━━ Raw data
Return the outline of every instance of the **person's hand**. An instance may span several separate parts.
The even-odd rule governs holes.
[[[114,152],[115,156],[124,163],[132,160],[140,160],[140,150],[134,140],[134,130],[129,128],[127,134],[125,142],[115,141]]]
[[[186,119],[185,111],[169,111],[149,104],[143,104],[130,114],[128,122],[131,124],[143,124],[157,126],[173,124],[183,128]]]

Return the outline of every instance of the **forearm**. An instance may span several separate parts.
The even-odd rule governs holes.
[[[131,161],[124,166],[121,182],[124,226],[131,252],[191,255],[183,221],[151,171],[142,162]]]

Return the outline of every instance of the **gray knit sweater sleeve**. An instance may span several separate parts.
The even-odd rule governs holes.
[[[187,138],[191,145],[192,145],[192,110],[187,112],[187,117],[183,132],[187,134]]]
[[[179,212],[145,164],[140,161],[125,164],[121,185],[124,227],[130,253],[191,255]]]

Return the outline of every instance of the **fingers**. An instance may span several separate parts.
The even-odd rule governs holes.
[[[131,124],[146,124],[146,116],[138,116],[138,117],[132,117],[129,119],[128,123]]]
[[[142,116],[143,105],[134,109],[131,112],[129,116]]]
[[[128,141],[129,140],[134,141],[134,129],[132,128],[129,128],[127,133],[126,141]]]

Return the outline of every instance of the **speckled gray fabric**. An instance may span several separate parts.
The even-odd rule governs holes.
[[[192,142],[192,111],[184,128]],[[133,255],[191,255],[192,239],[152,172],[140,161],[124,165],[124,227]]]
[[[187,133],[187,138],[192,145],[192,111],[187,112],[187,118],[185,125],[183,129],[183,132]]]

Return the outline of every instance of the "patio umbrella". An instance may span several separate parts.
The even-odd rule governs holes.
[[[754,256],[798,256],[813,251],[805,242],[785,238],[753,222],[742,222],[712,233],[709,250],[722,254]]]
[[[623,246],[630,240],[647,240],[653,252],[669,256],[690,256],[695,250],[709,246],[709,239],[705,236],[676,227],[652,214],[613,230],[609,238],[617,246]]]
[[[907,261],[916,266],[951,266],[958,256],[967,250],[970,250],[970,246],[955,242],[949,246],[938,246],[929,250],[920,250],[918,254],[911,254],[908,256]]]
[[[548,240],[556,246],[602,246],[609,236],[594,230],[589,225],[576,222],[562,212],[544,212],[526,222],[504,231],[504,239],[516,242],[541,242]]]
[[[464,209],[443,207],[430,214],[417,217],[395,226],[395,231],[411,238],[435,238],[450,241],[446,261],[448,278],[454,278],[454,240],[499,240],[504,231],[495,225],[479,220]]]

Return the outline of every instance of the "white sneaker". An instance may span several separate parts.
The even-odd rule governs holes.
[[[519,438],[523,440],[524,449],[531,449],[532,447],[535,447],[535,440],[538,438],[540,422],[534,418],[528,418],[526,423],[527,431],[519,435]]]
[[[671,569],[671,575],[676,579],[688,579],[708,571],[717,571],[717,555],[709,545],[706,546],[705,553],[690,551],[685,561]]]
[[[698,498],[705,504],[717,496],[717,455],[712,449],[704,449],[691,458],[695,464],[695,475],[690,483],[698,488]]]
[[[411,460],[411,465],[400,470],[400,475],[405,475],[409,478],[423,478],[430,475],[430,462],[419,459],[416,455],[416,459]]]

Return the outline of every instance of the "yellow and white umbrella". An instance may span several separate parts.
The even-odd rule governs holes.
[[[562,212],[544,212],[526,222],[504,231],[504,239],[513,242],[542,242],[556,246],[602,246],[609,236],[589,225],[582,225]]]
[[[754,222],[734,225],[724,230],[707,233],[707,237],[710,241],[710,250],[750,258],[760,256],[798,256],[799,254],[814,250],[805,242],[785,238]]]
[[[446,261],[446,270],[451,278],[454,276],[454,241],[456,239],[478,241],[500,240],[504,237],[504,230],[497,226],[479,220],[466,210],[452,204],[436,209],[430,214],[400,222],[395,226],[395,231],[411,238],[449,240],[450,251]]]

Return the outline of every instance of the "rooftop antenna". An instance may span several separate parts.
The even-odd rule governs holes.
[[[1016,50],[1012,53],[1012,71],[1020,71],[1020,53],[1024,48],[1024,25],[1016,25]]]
━━━━
**Work to be completed:**
How many lines in the rows above contain the string "instance"? Reply with the number alone.

**Exercise result:**
9